:: TEXT EXCERPT ::

Physiological signaling specificity by protein tyrosine phosphatases

Abstract

Protein tyrosine phosphatases (PTPs) are now recognized to be involved in a multitude of signaling events that control fundamental biological processes such as cell growth, differentiation, apoptosis, and cell movement. PTPs, which were initially thought to be less discriminating in their actions compared with their protein tyrosine kinase counterparts, are now known to regulate these various biological processes in a precise manner. This review will focus on the concept that PTPs exhibit remarkable signaling specificity through intrinsic differences between their PTP domains and through various modes of regulation that endows them with the capacity to promote unique physiological responses.

FIGURE 1.. The superfamily of protein tyrosine phosphatases and dual-specificity phosphatases

A: the superfamily of protein tyrosine phosphatases. The protein tyrosine phosphatase superfamily of enzymes is represented schematically, depicting receptor-like and non-transmembrane PTPs. Note the diverse extracellular domains of the receptor-like PTPs and non-catalytic domains of the non-transmembrane PTPs. BRO-1, BRO-1 homology; CAH, carbonic anhydrase-like; Cad, cadherin-like juxtamembrane sequence; FERM, FERM domain; FN, fibronectin type III-like domain; Gly, glycosylated; HD, histidine domain; Ig, immunoglobulin domain; KIM, kinase-interaction motif; MAM, mephrin/A5/μ domain; Pro, proline-rich; RGDS, RGDS-adhesion recognition motif; SEC14, SEC14/cellular retinaldehyde-binding protein-like; SH2, Src-homology 2. B: the dual-specificity phosphatases (DSPs) are quite diverse. Shown here are those representing the MAP kinase phosphatases (MKPs). MKPs that are shown in gray shuttle between the nucleus and cytoplasm. MK-STYK is presumed to be catalytically inactive, containing a substitution for the essential cysteine residue.

:::
:: INFORMATION SUPPLIED ::

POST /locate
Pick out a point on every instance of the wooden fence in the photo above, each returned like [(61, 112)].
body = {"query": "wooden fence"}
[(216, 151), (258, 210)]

:::

_WORK ITEM 1_:
Revise the protein tyrosine phosphatase abstract starting at "Protein tyrosine phosphatases (PTPs)" and ending at "unique physiological responses.", replacing "cell movement" with "cell migration".
_WORK ITEM 2_:
Check each statement against the protein tyrosine phosphatase review. Does it agree? Answer yes or no, and quote the deciding words.
(a) PTPs were initially thought to be more discriminating in their actions than protein tyrosine kinases.
(b) MK-STYK is presumed to be catalytically inactive.
(c) The MKPs shown in gray shuttle between the nucleus and cytoplasm.
_WORK ITEM 3_:
Carry on writing the protein tyrosine phosphatase review past its last sentence.

_ANSWER SECTION 1_:
Protein tyrosine phosphatases (PTPs) are now recognized to be involved in a multitude of signaling events that control fundamental biological processes such as cell growth, differentiation, apoptosis, and cell migration. PTPs, which were initially thought to be less discriminating in their actions compared with their protein tyrosine kinase counterparts, are now known to regulate these various biological processes in a precise manner. This review will focus on the concept that PTPs exhibit remarkable signaling specificity through intrinsic differences between their PTP domains and through various modes of regulation that endows them with the capacity to promote unique physiological responses.

_ANSWER SECTION 2_:
(a) No: "initially thought to be less discriminating in their actions compared with their protein tyrosine kinase counterparts"
(b) Yes: "MK-STYK is presumed to be catalytically inactive"
(c) Yes: "MKPs that are shown in gray shuttle between the nucleus and cytoplasm"

_ANSWER SECTION 3_:
FIGURE 2.. Factors that determine the specificity of PTP signaling

Several factors control a PTP’s ability to discriminate between multiple tyrosyl-phosphorylated targets, allowing the PTP to signal in a highly specific manner and thus generate defined physiological responses. These factors include the subcellular location of the PTP, posttranslational modifications, which regulate PTP activity, and intrinsic structural differences within the PTP domain itself. See text for details and examples.

FIGURE 3.. Closely related PTPs regulate vastly different physiological responses

Schematic highlighting the structural similarities and functional differences between closely related PTPs. Despite high overall homology, these enzymes generate unique physiological responses. This is due, in part, to variations in their expression pattern and subcellular localization. Intrinsic differences within the PTP domain and noncatalytic domains also contribute to their unique signaling abilities. The examples shown represent PTP-1B and TC-PTP (A) and SHP-1 and SHP-2 (B).

FIGURE 4.. MAP kinase phosphatases (MKPs) coordinate compartmentalized MAP kinase dephosphorylation

MKPs shown with solid arrows are those exhibiting stronger substrate preference to a particular MAPK than those shown with the lighter broken arrow. MKPs exert specific signaling through temporal, spatial, and MAPK-selective dephosphorylation that integrate to produce defined effector responses or gene expression events.